> _Texto_
________

Cuenta el tradicionista Al-Bujari (Tradiciones, III, 247) que, cuando murió en 632, el Profeta tenía empeñada su cota de malla a un judío como garantía de treinta medidas de cebada. Esta noticia es un buen indicio de la precariedad y el relativo poder de la nueva estructura política que el Enviado había conseguido establecer en Arabia, mediante la persuasión de la fe, la confederación de tribus o la mera imposición violenta. A su fallecimiento, la frágil unidad estuvo a punto de quebrarse por la disidencia de algunos grupos tribales, que habían asumido la nueva creencia de modo muy superficial y oportunista y que, una vez desaparecido el cabeza de la alianza, consideraban roto el juramento de fidelidad. Estos intentos fueron pronto reprimidos por quienes, en las campañas venideras, se revelarían como excelentes generales: Jaled ibn Yazid, Amr ibn al-As y Abu Ubayd.

________

(Datos almacenados)
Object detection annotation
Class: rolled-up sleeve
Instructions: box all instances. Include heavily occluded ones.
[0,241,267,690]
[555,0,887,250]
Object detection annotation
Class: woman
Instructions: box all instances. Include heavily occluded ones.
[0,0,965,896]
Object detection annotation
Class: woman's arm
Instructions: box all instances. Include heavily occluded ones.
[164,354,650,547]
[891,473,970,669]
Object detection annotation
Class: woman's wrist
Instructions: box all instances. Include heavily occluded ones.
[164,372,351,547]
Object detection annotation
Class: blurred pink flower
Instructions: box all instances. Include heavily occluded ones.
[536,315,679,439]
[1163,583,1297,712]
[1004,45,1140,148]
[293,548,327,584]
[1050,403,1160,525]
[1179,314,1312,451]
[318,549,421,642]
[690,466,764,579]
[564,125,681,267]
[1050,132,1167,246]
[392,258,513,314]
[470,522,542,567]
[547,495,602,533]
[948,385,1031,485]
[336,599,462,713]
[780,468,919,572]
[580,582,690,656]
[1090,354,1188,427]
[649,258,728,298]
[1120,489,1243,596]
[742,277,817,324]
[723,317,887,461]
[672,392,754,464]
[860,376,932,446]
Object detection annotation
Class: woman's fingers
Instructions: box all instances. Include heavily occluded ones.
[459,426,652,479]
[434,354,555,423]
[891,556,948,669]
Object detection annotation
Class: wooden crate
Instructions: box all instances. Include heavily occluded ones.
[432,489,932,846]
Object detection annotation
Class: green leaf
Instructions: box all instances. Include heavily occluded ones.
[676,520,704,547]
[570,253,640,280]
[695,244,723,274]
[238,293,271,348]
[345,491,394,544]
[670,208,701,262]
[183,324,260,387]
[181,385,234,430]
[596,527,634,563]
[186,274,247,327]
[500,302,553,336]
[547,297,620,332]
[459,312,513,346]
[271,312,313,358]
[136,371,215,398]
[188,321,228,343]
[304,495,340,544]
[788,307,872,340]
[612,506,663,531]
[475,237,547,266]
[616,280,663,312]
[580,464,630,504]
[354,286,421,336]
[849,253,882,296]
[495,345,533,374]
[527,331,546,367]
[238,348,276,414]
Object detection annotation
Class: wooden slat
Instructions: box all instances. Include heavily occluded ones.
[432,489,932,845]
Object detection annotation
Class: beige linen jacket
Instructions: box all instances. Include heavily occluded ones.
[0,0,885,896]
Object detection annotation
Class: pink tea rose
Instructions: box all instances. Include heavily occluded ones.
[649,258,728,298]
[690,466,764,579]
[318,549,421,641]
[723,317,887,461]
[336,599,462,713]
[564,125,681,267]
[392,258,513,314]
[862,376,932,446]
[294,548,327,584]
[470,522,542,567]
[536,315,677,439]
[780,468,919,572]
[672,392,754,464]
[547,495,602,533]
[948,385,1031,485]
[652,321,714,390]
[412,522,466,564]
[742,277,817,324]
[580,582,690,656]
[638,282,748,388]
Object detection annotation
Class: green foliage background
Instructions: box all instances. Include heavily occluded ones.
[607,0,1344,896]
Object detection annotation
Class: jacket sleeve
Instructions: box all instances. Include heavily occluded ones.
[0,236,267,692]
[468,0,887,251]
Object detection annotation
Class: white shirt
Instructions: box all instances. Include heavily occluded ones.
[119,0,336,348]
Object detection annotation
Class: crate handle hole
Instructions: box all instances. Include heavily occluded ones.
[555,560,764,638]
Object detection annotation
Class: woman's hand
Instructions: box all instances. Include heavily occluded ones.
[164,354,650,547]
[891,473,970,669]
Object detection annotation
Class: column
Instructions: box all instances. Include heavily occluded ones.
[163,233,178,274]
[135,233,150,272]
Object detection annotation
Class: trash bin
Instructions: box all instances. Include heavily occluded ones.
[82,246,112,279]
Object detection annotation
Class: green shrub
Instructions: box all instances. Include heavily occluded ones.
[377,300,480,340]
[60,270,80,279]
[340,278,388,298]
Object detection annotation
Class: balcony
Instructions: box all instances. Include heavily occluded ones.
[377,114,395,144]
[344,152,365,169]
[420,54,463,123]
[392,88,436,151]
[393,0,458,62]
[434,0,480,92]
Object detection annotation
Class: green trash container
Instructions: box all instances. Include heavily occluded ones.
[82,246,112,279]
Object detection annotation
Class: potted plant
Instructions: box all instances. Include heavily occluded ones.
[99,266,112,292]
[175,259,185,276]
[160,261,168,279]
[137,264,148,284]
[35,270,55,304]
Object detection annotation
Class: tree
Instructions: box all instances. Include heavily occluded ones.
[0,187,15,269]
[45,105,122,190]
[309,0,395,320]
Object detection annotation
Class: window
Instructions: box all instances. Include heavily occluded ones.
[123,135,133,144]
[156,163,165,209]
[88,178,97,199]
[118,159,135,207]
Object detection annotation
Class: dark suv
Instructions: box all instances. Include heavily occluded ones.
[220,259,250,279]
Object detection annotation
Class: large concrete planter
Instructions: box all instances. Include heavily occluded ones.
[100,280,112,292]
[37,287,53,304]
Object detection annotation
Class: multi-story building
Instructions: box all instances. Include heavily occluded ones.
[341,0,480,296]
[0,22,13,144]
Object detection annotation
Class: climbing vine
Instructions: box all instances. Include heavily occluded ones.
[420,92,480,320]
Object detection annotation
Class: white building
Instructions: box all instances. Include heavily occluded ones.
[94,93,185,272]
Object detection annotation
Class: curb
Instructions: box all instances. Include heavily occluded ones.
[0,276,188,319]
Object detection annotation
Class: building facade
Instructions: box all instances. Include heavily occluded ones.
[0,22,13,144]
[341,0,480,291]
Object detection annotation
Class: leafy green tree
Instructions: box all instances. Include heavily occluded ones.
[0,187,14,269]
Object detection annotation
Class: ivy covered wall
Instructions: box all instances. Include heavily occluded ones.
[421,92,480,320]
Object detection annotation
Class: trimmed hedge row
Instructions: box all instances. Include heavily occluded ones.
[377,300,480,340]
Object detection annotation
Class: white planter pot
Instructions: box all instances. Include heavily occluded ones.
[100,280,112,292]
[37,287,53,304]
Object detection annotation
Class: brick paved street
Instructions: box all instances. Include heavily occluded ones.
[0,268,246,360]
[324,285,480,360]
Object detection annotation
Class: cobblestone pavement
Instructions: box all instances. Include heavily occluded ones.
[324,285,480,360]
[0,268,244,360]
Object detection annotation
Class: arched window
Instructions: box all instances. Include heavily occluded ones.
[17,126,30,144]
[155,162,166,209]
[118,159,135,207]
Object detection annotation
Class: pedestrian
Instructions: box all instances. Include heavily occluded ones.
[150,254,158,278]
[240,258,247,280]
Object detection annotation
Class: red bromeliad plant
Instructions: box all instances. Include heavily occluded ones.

________

> _Instrucciones a seguir_
Según el texto, ¿qué generales reprimieron los intentos de disidencia tribal tras la muerte del Profeta?

> _Solución de la tarea_
Jaled ibn Yazid, Amr ibn al-As y Abu Ubayd.